Problème à traiter:
Pouvez-vous renvoyer chacune des lignes ci-dessous qui contient le mot « field », en respectant la casse ?

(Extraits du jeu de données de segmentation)

============================================================

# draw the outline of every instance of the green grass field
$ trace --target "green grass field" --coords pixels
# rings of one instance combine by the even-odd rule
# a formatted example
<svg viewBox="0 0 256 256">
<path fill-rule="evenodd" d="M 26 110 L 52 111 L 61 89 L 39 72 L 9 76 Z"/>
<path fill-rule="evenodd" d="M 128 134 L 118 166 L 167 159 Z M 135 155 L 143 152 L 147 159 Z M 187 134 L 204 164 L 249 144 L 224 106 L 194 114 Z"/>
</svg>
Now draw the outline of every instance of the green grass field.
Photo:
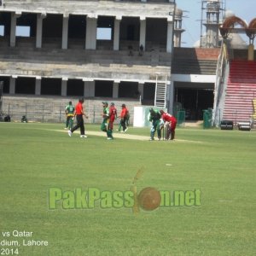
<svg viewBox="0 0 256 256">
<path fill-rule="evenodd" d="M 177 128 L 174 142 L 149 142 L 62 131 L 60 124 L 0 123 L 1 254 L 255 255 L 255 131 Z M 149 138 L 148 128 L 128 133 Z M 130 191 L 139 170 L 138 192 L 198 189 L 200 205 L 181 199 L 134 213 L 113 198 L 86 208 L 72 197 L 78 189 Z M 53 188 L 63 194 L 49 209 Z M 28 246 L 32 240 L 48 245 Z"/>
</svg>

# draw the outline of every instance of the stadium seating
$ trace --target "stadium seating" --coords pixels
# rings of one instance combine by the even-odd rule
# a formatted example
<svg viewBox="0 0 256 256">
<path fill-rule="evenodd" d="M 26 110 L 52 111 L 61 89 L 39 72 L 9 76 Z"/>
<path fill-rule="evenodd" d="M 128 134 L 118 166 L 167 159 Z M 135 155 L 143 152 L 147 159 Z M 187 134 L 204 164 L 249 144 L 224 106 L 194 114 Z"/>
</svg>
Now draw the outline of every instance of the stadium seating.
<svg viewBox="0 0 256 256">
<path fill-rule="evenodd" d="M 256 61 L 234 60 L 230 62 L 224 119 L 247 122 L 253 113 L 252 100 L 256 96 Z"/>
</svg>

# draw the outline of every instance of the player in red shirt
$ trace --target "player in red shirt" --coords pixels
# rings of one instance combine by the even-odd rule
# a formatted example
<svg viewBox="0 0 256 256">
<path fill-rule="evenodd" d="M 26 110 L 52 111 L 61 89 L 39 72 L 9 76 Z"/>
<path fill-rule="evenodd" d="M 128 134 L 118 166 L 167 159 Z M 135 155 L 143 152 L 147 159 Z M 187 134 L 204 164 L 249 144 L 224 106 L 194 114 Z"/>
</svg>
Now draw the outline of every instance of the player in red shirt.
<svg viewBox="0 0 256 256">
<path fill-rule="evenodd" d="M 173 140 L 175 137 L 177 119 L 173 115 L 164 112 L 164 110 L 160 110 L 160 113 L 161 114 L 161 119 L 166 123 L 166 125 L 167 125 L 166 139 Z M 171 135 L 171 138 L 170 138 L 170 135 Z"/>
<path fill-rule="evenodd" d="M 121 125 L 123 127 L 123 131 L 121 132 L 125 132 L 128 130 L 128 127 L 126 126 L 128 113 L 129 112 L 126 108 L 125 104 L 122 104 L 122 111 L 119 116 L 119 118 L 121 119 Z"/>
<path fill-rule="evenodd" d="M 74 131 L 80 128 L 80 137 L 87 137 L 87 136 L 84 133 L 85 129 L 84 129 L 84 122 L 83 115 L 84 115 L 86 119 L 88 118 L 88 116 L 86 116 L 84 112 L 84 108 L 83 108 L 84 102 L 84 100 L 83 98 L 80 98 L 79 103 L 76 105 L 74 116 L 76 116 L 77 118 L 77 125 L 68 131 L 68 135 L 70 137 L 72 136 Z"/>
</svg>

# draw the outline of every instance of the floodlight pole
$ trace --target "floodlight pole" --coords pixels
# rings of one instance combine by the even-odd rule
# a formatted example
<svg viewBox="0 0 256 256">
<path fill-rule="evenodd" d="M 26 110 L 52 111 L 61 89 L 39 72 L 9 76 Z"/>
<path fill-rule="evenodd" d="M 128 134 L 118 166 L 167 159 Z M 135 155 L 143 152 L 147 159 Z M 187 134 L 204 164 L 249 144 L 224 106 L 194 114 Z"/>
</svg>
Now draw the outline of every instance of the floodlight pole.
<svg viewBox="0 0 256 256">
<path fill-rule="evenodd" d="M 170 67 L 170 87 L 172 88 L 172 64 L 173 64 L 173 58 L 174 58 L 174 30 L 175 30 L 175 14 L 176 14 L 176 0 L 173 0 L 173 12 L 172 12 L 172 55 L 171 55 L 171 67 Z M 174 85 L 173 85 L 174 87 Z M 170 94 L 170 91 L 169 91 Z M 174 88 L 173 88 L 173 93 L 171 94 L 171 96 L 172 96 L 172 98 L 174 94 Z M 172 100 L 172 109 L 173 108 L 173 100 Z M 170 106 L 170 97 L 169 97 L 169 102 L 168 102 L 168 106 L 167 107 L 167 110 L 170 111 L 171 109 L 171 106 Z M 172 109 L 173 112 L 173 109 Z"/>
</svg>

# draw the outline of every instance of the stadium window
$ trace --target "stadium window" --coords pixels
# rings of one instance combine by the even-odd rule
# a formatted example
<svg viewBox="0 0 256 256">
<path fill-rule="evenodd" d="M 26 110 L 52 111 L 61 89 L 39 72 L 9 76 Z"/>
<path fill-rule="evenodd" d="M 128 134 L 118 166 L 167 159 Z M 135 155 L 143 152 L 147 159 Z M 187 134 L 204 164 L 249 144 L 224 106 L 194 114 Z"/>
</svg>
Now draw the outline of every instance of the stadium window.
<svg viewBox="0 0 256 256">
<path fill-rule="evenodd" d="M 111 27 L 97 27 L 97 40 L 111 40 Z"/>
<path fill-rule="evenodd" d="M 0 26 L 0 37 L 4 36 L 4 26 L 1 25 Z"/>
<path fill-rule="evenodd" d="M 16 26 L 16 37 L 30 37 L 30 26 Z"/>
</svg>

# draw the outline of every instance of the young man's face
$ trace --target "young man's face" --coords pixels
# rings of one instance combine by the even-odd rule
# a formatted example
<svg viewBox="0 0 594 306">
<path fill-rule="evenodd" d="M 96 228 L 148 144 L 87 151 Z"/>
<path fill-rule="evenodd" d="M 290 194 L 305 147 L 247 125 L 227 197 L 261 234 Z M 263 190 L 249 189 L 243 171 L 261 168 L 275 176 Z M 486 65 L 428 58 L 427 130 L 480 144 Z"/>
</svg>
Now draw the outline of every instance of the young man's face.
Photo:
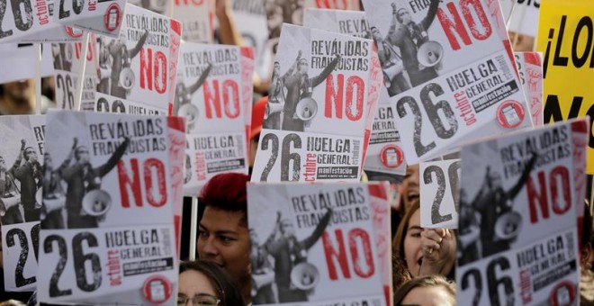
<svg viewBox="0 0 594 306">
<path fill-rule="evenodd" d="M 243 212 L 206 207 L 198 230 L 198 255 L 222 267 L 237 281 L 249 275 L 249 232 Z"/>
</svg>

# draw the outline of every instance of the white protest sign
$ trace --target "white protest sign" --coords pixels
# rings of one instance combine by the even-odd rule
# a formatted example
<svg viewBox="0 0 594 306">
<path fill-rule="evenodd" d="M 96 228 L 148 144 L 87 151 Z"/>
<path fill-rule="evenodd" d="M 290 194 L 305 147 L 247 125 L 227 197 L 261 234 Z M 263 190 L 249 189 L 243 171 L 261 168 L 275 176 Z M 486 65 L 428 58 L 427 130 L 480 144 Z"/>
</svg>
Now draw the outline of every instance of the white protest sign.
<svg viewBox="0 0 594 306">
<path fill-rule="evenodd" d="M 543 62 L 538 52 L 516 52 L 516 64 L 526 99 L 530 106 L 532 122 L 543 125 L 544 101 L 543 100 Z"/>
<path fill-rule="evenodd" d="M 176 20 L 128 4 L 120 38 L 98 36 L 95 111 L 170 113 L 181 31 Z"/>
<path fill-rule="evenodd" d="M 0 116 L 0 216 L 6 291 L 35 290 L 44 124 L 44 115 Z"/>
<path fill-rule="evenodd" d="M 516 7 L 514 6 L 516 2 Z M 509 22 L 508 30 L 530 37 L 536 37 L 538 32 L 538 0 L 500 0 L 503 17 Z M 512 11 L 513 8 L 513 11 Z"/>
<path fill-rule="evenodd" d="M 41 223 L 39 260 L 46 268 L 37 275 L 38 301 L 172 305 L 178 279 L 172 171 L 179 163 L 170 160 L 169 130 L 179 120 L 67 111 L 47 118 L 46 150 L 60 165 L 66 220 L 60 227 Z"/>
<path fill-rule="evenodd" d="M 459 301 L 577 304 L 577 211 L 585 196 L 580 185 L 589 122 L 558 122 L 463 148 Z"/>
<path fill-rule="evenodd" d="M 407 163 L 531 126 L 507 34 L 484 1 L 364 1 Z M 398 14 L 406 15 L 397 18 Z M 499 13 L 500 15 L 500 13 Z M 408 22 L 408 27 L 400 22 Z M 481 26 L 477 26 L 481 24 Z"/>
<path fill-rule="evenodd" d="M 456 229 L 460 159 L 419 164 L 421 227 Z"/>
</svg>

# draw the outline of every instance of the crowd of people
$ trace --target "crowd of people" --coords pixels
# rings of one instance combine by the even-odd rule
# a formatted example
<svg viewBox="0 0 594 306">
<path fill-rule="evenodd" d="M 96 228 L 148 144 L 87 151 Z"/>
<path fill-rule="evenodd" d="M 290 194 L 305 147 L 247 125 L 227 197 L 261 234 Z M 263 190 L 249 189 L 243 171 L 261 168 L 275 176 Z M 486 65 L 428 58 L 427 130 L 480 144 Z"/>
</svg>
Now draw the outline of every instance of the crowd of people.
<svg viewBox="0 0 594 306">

============================================================

Le résultat:
# draw the outline of every instance of the green grass field
$ trace --target "green grass field" --coords pixels
Now draw the outline of every instance of the green grass field.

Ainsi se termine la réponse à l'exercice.